Please rewrite the stretch of data from the line containing "Where can the shirt collar" through the line containing "<point>503,660</point>", replacing "shirt collar" with "jacket collar" and keeping everything else the same. Omit the pictures from your answer.

* Start Records for this exercise *

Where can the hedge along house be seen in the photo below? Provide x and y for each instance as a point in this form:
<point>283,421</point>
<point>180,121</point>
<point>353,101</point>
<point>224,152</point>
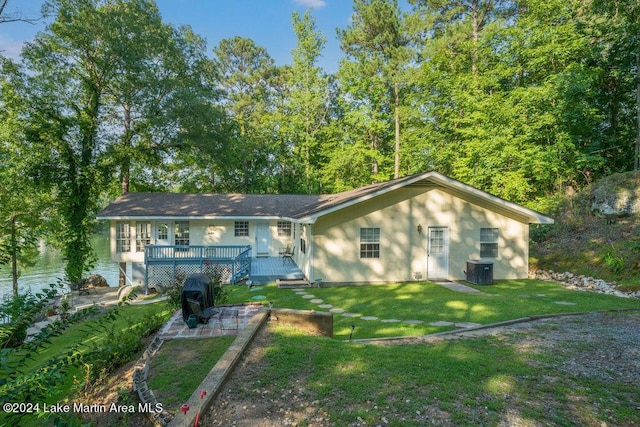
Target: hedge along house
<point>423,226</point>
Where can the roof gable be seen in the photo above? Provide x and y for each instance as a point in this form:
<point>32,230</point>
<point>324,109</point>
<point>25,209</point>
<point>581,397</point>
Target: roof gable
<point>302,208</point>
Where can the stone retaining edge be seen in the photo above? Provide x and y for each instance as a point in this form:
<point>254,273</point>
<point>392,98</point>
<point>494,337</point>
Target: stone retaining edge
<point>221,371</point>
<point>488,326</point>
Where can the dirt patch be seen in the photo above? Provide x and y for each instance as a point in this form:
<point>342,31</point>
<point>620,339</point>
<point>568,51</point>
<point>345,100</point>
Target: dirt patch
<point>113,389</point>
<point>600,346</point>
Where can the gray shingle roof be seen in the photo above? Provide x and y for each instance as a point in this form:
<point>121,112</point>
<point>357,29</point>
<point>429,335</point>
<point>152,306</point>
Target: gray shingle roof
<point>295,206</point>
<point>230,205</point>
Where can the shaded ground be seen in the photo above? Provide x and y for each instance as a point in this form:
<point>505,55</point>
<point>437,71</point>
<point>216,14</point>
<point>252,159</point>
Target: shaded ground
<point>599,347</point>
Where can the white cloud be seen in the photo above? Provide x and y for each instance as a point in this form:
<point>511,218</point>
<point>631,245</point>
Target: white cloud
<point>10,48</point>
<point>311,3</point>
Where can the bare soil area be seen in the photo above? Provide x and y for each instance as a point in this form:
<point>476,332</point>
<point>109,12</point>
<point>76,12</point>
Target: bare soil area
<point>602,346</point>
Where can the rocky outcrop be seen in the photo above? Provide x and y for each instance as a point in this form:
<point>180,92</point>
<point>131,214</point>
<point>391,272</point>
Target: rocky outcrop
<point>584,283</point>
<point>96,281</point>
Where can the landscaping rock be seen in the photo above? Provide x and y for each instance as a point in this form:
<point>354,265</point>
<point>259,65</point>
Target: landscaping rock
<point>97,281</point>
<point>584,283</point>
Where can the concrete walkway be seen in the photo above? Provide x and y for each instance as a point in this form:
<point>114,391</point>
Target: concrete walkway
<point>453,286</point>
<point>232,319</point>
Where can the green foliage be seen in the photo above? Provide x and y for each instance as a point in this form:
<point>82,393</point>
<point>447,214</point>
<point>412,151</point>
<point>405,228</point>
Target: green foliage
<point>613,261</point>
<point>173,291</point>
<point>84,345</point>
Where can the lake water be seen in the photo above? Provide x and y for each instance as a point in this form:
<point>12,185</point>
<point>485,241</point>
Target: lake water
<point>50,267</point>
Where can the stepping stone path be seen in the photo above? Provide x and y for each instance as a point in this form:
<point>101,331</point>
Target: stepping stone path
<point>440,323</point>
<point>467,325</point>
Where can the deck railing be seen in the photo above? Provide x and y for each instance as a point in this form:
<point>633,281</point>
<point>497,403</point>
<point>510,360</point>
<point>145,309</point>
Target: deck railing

* End Records for this exercise *
* Start Records for this exercise *

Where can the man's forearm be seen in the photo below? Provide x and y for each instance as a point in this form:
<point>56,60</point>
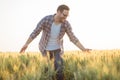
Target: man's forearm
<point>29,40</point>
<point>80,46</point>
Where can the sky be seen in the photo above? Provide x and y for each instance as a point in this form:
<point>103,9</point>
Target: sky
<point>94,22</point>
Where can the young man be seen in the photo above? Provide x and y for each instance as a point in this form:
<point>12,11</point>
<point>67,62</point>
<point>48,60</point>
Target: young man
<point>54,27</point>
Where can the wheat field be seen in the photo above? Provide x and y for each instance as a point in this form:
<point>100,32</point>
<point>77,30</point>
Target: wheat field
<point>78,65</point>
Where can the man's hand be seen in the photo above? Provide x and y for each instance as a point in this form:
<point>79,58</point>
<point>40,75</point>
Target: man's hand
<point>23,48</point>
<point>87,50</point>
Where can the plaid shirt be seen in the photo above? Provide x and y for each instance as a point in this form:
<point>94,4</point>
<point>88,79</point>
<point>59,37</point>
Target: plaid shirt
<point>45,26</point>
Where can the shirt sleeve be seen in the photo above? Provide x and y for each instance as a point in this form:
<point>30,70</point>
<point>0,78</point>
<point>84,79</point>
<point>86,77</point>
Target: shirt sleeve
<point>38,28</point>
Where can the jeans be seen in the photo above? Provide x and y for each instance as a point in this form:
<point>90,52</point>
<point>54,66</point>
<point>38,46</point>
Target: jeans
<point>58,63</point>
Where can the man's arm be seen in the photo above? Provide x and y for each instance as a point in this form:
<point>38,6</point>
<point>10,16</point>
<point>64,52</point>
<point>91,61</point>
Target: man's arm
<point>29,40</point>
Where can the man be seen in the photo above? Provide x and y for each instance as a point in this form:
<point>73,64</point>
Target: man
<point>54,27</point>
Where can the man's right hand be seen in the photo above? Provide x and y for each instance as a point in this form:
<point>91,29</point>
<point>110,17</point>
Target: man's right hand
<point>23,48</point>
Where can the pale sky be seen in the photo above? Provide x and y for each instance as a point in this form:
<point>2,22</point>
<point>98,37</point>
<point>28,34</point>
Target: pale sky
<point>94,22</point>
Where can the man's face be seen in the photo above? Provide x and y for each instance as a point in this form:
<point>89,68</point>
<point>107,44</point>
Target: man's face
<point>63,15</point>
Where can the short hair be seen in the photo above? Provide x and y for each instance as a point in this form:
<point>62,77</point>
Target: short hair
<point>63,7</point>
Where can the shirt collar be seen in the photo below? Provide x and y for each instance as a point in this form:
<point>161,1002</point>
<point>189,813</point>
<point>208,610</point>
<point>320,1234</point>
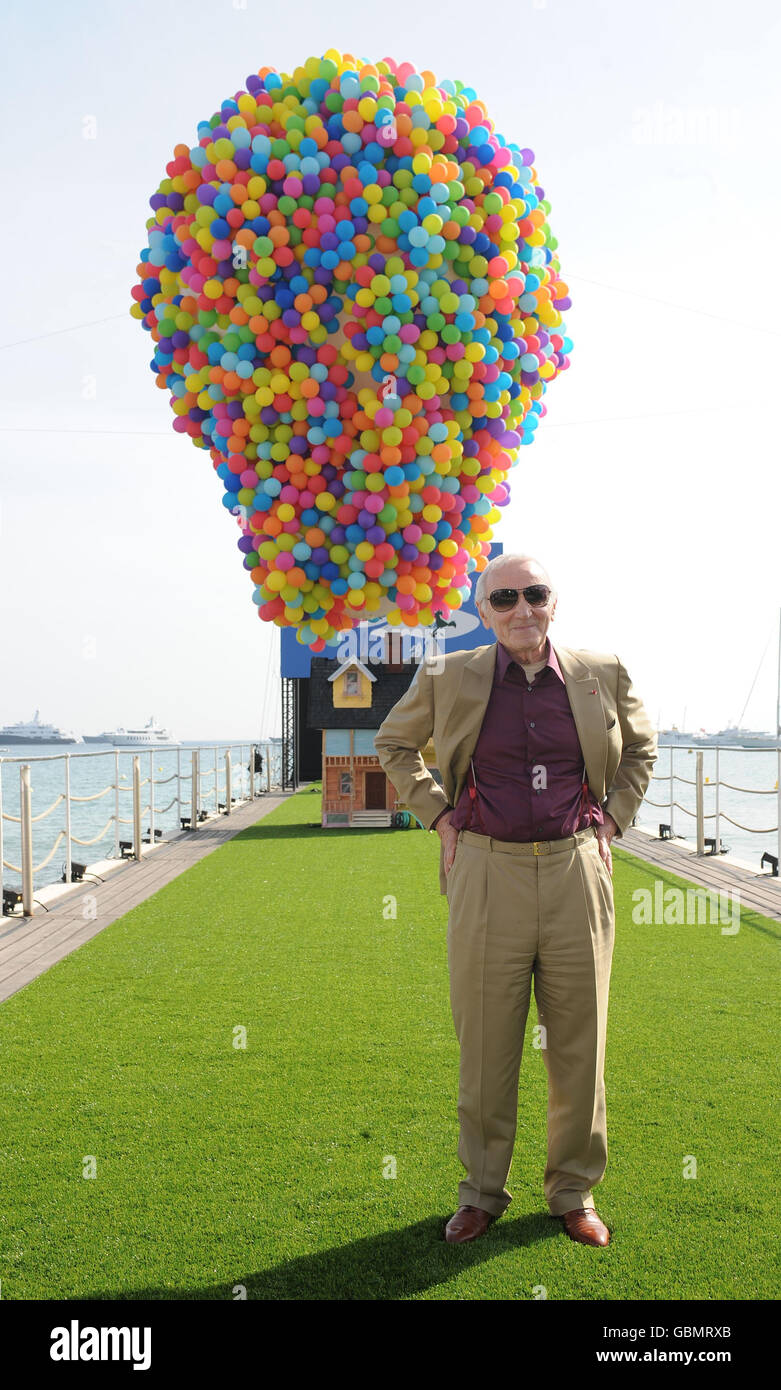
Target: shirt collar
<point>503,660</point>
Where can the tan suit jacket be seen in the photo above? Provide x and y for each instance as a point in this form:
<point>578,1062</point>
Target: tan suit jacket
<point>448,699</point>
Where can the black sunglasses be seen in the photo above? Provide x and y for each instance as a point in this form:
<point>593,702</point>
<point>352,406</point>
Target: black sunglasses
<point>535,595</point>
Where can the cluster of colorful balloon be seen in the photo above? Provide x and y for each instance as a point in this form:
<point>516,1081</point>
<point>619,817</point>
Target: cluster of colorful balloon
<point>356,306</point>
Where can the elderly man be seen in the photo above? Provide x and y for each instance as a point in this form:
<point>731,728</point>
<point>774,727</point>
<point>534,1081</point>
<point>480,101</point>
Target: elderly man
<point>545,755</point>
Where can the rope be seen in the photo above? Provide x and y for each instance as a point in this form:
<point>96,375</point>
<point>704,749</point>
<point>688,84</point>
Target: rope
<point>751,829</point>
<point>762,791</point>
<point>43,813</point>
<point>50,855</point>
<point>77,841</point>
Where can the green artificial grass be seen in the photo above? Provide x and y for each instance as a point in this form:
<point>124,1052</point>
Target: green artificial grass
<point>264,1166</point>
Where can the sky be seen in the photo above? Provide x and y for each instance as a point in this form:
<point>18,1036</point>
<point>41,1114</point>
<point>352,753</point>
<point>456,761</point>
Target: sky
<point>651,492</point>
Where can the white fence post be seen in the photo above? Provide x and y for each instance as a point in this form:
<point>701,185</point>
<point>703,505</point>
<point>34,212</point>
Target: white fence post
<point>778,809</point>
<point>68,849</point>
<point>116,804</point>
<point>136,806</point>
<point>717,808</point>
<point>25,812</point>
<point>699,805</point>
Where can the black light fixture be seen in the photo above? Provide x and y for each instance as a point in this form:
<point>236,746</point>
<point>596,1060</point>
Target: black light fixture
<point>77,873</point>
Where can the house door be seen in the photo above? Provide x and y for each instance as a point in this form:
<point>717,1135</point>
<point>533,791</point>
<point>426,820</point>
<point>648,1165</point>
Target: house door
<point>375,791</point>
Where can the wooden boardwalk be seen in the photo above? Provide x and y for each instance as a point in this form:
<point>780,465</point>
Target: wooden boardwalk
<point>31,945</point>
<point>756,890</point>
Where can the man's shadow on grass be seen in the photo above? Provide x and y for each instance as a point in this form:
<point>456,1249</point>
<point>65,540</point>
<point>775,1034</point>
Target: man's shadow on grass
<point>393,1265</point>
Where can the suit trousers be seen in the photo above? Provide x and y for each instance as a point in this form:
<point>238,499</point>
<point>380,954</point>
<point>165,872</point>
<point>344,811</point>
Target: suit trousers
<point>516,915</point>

* End Records for this exercise *

◆ **Output of the task**
Where can the jacket collar be seen in the photo below? Provide x and y for each instance as a point in this form:
<point>161,1002</point>
<point>189,813</point>
<point>208,610</point>
<point>320,1234</point>
Target: jacket collar
<point>503,660</point>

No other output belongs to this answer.